begin
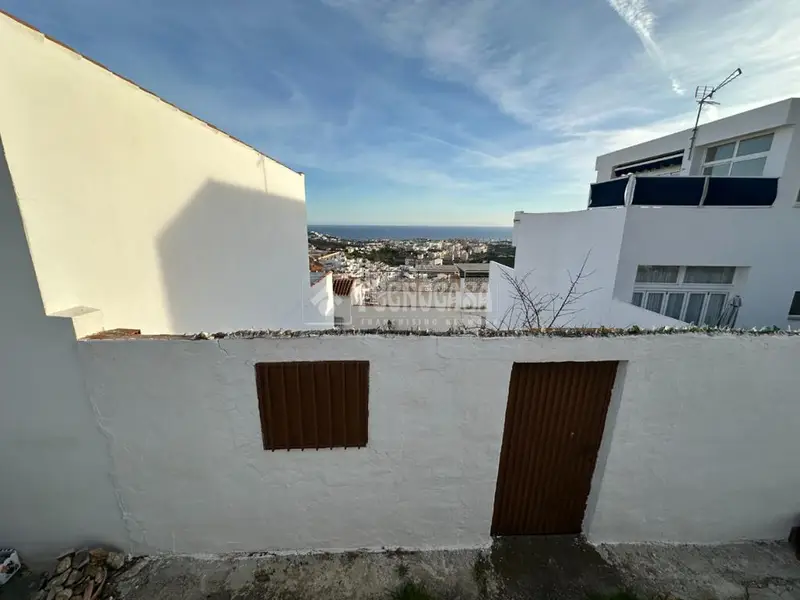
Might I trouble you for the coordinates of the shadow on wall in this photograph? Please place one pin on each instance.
(235, 258)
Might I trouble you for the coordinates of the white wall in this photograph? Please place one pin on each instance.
(769, 117)
(318, 311)
(551, 246)
(139, 210)
(699, 443)
(759, 238)
(501, 312)
(57, 488)
(415, 318)
(704, 447)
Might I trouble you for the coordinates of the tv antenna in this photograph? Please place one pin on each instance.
(704, 94)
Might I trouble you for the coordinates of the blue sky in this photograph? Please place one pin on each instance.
(438, 111)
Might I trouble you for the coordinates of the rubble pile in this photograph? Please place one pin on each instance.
(80, 574)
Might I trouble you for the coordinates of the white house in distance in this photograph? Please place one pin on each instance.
(671, 238)
(139, 215)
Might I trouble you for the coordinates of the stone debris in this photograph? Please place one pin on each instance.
(80, 574)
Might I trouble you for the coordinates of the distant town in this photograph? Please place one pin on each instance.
(378, 261)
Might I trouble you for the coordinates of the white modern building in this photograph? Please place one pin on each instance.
(675, 236)
(140, 215)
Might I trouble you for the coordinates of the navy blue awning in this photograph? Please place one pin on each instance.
(608, 193)
(668, 191)
(741, 191)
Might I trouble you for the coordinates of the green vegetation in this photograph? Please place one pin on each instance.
(500, 252)
(385, 254)
(411, 590)
(481, 569)
(618, 595)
end
> [DIRECTIONS]
Resize the coordinates in the material from the line containing "Might I trouble you for the coordinates of the blue" through the end, inclusive: write out every one of those lines again, requests included, with each coordinate multiplied by 0.2 and rounded to a whole number, halves going up. Leave out all other lines.

> [REPLY]
Might I trouble you for the coordinates of the blue sky in this photograph? Please place one pin on each instance.
(88, 22)
Might I trouble you for the coordinates of the rubble pile in this photograph? Please place one pin on each instance.
(16, 115)
Might I trouble you for the coordinates of the white house in distance in this photograph? Please place one pin on each instance.
(134, 48)
(28, 43)
Might I trouble you for the coordinates of the stone debris in this photograph? Please place one pin on each instance.
(16, 115)
Might I trouble you for the coordinates of the distant town in this photograph? Please place one pin on each instance.
(76, 52)
Might I trouble you for the coordinates of the white modern building in this photograph? Please place one pin on each instance.
(135, 47)
(28, 43)
Might I trouble you for the coordinates of the navy blue awning in this photograph? Please place one pin on each instance.
(122, 39)
(134, 38)
(148, 38)
Might I trouble you for the coordinates of the green vegetation in this photograph? Please place one pin on each instance.
(100, 50)
(77, 51)
(82, 118)
(96, 114)
(124, 119)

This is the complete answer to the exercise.